Instructions for the task: Nothing but the lines from the one that contains "Where can the harvester cab" through the end of the listing should appear, set down exactly.
****
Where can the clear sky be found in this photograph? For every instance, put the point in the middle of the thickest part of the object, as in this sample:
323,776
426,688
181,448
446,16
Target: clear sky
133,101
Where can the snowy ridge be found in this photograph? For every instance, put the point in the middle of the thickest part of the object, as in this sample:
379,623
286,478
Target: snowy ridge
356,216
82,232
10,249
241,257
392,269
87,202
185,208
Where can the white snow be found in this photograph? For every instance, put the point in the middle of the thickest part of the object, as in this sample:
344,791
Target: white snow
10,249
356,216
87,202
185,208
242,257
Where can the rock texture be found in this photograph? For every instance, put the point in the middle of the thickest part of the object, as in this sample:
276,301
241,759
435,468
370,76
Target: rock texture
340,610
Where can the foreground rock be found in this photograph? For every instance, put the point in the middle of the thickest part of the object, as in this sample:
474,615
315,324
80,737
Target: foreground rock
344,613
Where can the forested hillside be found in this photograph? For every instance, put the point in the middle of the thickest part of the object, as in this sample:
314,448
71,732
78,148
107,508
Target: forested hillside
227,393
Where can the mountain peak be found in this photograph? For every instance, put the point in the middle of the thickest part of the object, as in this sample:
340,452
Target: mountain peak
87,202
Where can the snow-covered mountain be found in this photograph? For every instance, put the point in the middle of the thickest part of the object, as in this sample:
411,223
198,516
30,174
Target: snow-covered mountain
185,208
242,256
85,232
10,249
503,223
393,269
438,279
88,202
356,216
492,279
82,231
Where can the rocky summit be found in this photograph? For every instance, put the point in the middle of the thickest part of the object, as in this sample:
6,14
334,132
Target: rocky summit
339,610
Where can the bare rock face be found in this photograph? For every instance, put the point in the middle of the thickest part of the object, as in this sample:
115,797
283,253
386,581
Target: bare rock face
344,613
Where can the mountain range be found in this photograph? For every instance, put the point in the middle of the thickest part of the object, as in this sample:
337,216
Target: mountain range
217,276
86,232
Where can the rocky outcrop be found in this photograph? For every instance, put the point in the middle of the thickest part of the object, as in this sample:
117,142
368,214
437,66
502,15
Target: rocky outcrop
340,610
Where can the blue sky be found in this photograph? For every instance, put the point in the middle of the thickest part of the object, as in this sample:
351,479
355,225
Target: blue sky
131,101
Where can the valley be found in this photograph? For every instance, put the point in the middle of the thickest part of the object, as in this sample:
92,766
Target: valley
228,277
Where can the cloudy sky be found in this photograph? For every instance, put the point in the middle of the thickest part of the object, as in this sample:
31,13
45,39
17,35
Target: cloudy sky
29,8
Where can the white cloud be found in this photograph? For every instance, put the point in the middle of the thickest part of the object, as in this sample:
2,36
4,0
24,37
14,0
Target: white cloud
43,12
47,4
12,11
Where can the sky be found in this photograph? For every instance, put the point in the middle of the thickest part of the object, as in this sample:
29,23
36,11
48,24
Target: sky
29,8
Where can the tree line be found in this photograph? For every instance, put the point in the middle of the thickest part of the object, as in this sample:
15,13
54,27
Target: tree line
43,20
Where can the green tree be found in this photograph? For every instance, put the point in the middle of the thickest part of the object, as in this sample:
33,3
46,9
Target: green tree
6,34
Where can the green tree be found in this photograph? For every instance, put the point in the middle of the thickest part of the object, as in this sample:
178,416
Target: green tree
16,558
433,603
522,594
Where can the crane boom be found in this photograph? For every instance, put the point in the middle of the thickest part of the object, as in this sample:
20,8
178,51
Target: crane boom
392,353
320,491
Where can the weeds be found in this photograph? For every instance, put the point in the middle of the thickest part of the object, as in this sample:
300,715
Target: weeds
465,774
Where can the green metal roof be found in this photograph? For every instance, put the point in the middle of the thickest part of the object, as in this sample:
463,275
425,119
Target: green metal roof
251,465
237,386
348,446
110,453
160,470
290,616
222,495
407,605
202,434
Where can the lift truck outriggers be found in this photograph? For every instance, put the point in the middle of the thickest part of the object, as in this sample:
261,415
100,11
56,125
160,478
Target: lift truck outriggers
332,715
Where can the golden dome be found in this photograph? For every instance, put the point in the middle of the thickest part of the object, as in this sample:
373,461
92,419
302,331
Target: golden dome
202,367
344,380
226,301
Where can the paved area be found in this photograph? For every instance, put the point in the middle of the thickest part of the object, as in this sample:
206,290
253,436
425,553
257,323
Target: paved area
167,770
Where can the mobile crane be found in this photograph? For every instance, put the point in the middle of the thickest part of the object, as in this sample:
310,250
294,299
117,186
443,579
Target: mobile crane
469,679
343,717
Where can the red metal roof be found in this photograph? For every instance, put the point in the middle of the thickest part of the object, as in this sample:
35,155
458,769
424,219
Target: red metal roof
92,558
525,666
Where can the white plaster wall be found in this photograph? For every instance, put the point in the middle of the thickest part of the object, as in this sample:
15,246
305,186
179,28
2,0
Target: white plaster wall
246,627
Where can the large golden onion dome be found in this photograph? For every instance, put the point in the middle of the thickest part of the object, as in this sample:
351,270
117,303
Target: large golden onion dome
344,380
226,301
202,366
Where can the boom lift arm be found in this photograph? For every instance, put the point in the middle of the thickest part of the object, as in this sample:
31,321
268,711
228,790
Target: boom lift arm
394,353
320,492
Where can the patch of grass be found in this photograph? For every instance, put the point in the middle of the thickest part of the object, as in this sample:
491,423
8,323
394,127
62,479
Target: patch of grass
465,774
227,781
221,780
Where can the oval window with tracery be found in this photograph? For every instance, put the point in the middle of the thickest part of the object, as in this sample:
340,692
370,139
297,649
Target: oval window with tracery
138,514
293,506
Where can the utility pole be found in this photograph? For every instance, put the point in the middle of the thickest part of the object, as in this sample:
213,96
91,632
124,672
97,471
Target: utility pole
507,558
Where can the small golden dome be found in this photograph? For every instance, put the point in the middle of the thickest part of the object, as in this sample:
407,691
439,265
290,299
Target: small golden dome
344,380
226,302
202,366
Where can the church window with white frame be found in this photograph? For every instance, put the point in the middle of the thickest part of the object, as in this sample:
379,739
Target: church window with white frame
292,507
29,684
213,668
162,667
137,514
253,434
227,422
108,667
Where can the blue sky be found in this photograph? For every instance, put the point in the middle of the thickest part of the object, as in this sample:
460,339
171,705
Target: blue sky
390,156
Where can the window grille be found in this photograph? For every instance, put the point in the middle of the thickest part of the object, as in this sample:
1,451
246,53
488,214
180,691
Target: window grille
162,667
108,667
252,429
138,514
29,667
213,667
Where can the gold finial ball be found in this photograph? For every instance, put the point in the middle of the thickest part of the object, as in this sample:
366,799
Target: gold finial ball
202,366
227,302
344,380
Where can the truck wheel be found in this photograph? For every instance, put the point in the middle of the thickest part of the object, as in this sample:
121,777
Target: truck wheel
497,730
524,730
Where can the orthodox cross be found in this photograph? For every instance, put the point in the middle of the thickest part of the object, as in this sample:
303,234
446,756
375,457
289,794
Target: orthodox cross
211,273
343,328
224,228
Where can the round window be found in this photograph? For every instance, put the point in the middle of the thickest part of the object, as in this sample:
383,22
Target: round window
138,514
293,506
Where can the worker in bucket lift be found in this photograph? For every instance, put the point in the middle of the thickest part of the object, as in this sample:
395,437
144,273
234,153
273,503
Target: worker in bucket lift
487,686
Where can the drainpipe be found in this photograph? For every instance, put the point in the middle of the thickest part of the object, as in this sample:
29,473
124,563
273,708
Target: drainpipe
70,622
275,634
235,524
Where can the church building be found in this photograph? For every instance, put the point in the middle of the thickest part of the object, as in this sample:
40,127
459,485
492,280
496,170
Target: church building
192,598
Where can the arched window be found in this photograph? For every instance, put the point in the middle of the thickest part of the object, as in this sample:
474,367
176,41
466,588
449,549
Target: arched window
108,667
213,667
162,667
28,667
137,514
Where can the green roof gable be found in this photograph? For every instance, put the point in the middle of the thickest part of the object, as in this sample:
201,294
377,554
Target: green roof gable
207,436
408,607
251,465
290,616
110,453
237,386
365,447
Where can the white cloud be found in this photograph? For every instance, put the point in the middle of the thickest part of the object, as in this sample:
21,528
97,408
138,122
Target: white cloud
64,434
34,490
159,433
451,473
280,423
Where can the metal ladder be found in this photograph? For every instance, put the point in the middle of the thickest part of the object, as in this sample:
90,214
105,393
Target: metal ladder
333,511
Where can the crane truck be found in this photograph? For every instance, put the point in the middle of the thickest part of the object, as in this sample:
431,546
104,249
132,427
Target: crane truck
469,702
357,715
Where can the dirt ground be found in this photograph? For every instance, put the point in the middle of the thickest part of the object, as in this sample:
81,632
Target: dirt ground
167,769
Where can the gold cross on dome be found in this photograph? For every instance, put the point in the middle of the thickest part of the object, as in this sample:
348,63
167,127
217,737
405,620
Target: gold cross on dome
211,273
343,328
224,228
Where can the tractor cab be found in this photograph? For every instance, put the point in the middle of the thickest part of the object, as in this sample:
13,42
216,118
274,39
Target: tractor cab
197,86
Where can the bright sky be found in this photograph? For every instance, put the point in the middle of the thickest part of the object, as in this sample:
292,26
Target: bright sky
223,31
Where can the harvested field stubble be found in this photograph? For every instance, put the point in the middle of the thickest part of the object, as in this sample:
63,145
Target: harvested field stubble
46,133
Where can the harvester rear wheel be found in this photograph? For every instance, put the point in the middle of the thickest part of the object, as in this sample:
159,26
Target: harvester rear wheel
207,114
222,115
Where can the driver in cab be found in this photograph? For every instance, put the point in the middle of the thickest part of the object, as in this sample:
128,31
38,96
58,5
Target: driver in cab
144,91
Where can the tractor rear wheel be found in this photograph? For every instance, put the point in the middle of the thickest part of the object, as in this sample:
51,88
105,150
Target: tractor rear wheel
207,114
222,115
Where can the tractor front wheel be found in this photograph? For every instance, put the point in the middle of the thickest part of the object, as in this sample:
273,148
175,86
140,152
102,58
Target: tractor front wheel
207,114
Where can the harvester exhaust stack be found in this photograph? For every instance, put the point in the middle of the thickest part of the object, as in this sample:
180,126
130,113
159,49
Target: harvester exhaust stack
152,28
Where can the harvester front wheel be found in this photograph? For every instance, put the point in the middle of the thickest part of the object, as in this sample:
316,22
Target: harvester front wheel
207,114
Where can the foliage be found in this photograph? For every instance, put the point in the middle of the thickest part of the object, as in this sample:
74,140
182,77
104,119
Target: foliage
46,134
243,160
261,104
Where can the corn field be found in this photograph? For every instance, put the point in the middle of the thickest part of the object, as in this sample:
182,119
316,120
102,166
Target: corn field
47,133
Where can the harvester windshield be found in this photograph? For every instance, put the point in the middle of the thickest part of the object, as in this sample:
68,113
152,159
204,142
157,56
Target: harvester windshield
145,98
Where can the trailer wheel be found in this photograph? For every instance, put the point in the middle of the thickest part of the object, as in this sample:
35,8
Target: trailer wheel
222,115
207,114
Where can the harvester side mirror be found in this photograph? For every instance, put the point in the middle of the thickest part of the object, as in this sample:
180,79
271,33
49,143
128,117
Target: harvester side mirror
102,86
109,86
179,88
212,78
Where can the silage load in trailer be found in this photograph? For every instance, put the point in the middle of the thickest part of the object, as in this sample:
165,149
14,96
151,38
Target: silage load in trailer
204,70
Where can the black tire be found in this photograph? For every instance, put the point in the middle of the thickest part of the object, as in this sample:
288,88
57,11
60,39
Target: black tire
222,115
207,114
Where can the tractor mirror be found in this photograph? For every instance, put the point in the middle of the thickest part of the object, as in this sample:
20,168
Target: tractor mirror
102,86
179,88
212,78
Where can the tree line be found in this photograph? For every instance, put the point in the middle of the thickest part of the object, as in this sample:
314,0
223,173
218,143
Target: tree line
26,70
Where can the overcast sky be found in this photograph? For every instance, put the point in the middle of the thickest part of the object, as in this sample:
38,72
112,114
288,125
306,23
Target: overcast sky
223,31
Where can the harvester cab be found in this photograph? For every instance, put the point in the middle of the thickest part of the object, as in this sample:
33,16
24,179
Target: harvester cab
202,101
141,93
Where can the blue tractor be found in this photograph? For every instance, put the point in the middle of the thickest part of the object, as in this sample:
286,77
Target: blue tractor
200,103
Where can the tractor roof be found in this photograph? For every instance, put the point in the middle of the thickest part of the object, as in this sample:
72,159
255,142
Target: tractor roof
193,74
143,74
****
Result of this exercise:
Where can the harvester cab be found in this photograph? For every instance, put the point in the middle of the thickest part of the object, as in this sample:
33,16
24,179
Target: harvester cab
202,101
141,93
Where can the blue tractor be found in this photograph? For every instance, put the point in the middle of the thickest part of the object, as in this sample:
286,77
Target: blue tractor
200,103
Where can the tractor roof be found in this photograph? For every instance, put the point in the middle of the thickest part of the object, as in this sample:
72,159
255,142
Target: tractor roof
193,74
143,74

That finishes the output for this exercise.